> [Aim] Express the records below, from the line containing "Look at the photo above. Which pixel sits on the vehicle" up to and including the line containing "pixel 322 100", as a two-column CSV with the columns input and output. Give one row per record, with its text under input and its answer under output, each in a single quoted field and with line breaks replaced by spaces.

Excerpts from point annotation data:

◆ ◆ ◆

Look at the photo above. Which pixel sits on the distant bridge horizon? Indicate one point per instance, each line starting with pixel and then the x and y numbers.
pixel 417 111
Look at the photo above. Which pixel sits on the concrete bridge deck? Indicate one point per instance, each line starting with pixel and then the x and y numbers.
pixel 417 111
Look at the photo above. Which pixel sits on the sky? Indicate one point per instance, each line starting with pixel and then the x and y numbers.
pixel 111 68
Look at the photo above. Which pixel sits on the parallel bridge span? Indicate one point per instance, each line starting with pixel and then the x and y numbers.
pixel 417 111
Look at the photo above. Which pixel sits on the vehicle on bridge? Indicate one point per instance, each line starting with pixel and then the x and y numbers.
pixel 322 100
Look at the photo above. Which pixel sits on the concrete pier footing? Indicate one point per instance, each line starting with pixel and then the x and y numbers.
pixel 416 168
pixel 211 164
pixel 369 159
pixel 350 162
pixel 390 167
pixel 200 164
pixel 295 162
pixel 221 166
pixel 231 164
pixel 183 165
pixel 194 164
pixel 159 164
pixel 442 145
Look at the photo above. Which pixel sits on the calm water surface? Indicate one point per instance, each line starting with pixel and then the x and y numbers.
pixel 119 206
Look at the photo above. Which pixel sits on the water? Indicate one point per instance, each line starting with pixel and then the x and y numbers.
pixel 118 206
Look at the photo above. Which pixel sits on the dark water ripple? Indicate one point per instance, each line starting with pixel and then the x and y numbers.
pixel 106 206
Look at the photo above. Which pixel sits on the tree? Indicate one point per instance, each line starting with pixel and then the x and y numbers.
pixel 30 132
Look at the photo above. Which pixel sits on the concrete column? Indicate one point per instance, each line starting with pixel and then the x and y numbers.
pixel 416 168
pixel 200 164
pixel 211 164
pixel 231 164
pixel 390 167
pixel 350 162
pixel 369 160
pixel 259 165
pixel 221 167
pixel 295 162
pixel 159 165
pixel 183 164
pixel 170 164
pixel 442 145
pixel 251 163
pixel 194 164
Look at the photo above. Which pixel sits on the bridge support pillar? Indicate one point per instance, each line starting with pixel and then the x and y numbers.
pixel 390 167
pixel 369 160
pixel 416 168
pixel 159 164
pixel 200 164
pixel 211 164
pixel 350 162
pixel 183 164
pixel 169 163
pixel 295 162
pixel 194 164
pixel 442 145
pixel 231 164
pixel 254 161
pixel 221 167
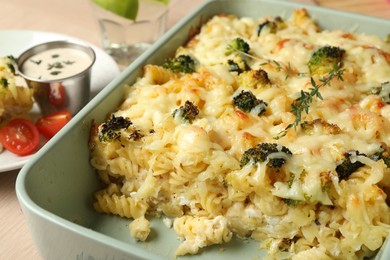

◆ ◆ ◆

> [Solved problem]
input,output
"Look at the photo above. Which pixel sits on the vehicle on bridge? Indicate one point per instance, each line starting with pixel and then the x and y numbers.","pixel 322 100"